## GIVEN INSTRUCTION
Repeat the lines below word for word, from the line with "Note to the class: find the wooden wall" up to and including the line with "Note to the class: find the stone base".

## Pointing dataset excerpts
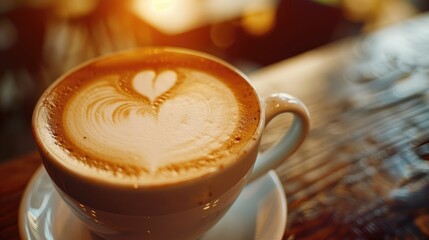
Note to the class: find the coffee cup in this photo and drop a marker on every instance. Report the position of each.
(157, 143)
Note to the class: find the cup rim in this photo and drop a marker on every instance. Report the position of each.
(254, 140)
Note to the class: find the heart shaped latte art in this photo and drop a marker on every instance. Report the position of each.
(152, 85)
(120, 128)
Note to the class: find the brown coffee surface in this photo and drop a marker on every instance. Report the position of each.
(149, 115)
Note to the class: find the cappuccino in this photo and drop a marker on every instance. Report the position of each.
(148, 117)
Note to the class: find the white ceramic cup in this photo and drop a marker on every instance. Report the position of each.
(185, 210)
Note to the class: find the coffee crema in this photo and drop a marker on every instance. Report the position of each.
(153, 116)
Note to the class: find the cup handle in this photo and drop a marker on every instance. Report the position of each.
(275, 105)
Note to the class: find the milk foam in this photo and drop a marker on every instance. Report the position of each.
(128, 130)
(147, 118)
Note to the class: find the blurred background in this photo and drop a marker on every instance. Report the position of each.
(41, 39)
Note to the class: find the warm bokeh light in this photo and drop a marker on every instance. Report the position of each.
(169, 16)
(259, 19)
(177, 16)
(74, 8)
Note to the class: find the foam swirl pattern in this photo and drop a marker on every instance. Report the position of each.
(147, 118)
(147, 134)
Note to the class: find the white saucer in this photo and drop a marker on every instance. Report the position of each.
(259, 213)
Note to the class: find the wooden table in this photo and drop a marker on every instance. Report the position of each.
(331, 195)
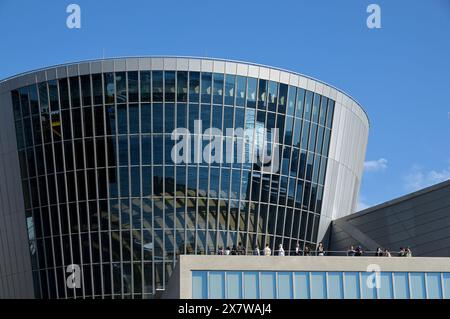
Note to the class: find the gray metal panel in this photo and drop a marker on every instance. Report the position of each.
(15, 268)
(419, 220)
==
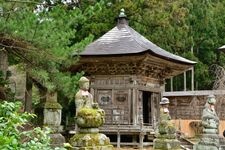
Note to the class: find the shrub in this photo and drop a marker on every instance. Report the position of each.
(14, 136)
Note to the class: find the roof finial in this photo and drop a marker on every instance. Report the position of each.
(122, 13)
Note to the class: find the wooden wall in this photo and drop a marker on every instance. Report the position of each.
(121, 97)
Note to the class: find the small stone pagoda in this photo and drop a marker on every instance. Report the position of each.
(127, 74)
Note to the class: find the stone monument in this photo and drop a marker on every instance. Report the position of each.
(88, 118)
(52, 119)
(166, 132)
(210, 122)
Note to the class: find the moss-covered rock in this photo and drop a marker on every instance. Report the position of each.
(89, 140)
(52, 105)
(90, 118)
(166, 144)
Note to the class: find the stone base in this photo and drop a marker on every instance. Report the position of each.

## FULL ANSWER
Note to the class: find the wooden wall in this photo and drop a marker on every instance. Report the position of each.
(121, 97)
Note to the class: find the small stone pagoda in this photo and drop a marker on every instance. Report the position of each.
(127, 74)
Note to the class: find the stone monument in this photo and drop a marker on every instance. Report the position of each.
(88, 118)
(52, 119)
(166, 132)
(210, 122)
Note to the class: find the moss-covered rock in this photo and drop a marker on every instance. Report the position of each.
(89, 140)
(52, 105)
(90, 118)
(166, 144)
Note to the class: find the stone base in this photo and drop a marker on every instance. Report the position of each.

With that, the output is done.